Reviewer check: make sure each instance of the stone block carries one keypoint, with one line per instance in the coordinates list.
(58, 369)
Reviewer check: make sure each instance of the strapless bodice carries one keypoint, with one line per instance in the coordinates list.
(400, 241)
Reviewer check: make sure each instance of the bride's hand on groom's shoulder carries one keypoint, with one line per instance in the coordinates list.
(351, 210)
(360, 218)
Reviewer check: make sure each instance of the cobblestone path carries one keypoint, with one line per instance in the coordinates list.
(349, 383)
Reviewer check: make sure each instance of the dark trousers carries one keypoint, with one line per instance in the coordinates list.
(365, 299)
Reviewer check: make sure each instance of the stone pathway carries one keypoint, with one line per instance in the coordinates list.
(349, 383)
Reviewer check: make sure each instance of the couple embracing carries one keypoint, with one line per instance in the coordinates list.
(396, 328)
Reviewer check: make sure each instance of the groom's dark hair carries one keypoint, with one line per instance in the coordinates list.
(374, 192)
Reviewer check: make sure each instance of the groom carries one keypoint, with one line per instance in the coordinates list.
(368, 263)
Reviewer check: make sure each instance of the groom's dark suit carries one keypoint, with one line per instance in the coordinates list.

★ ★ ★ ★

» Work instructions
Repeat each entry above, keeping every word exact.

» Final answer
Reviewer check: make sure each instance of the stone block carries one keypoint, with one line per instance in the coordinates list.
(58, 369)
Reviewer check: make sure each instance of the strapless bodice carries one keypoint, with one line per instance in the coordinates list.
(400, 241)
Reviewer check: make sure each instance of the bride's hand on groom's shoulder carries one keypoint, with one line per instance in the coordinates list.
(351, 210)
(360, 218)
Reviewer check: make sure each instance of the cobblestone path carries one keypoint, with one line per instance in the coordinates list.
(349, 383)
Reviewer check: make sure each instance of the dark trousers carries one keypoint, with one line per instance in the coordinates list.
(365, 299)
Reviewer check: make sure each instance of the stone pathway carries one keypoint, with one line per instance in the coordinates list.
(349, 383)
Reviewer check: make sure each instance of the couple embracing carries one keypoint, with one line per instance in the coordinates list.
(396, 328)
Reviewer check: make sure each instance of the groom's dark hair carries one keypoint, with one line per instance in the coordinates list.
(374, 192)
Reviewer check: make sure each instance of the groom carries one keypoint, with one line per instance in the coordinates list.
(368, 263)
Reviewer check: make sure each instance of the groom's dark suit carries one keypoint, with one line per instance in the coordinates list.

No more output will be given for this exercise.